● Task directions
Please work out how many lines include the word "gravel" in the entries, and reply with only the count.

● Record extracts
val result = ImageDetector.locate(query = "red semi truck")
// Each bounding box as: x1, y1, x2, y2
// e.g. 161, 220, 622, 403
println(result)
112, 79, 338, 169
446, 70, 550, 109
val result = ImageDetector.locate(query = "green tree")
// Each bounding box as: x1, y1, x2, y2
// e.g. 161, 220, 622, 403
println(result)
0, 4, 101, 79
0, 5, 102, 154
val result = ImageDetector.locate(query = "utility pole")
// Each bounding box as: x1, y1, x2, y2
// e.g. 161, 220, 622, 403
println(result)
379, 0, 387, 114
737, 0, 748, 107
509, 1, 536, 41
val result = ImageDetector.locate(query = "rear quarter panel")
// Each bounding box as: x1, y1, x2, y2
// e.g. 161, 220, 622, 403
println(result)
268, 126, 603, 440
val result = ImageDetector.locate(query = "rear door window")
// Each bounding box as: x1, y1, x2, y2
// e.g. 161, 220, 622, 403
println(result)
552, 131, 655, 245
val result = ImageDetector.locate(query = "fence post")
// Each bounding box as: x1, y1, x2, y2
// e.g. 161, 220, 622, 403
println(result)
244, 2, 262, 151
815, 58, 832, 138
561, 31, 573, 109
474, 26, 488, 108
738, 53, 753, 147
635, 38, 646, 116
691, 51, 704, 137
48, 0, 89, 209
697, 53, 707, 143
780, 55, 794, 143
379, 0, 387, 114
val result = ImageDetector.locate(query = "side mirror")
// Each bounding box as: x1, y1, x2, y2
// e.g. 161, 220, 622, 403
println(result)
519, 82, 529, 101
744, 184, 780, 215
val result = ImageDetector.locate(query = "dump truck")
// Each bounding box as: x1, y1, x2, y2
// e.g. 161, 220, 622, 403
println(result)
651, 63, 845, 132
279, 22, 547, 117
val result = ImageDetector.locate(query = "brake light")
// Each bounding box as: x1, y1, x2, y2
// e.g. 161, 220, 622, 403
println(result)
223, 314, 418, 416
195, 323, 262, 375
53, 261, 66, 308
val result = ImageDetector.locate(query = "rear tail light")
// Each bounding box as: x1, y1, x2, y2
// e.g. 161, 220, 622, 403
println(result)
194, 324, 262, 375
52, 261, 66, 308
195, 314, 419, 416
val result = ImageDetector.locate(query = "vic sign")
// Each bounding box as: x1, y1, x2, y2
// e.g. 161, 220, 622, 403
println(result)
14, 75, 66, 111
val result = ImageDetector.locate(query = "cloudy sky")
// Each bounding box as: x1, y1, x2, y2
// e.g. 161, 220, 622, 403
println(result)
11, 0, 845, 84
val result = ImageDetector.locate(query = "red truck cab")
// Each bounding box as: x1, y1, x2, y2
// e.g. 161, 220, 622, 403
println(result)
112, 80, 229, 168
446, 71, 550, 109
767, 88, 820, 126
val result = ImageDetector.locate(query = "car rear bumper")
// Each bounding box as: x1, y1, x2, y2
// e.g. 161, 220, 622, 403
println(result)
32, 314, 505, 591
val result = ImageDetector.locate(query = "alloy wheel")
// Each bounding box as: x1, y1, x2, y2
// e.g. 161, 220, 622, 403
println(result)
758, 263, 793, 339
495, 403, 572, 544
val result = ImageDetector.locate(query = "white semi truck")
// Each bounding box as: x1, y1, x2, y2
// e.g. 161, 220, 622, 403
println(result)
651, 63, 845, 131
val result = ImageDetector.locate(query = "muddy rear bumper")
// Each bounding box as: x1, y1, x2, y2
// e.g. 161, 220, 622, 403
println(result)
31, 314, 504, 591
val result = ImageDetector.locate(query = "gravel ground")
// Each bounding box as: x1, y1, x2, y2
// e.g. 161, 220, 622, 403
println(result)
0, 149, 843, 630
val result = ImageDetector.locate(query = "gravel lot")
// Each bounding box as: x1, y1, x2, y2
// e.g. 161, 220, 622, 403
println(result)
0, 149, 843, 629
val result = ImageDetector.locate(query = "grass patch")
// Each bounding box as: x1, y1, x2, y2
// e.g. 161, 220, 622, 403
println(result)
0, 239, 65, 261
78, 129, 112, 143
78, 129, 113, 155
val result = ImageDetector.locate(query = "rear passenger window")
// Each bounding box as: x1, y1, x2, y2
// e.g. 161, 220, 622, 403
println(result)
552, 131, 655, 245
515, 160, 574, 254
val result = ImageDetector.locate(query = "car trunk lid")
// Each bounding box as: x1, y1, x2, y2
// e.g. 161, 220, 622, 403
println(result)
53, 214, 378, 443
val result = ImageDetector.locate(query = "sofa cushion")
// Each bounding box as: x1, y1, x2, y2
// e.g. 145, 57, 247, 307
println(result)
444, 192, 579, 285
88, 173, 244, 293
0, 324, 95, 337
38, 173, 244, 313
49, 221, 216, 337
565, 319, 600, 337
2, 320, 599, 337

● Exercise answer
2